++++ Input rows

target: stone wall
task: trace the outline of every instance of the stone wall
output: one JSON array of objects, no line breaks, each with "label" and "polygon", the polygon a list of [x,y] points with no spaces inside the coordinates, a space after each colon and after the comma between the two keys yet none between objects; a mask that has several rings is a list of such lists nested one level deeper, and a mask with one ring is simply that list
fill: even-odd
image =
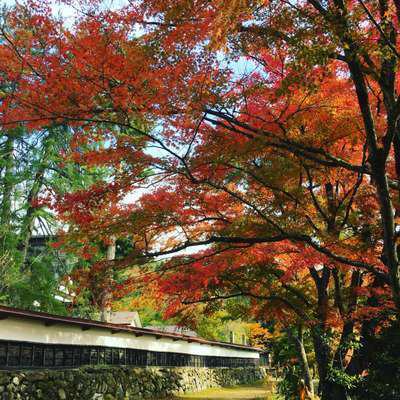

++++++++

Set task :: Output the lines above exactly as they appear, but leave the pictures out of your answer.

Task solution ::
target: stone wall
task: trace the outline of every instance of the stone wall
output: one JSON array of objects, no line breaks, each with "label" and "polygon", the polygon a list of [x,y] points with no spaces inside the coordinates, a space after each colon and after the comma between the two keys yet none between objects; a mask that has several rings is a list of such lists nested one level deeper, and a mask with one ring is simply that list
fill: even-odd
image =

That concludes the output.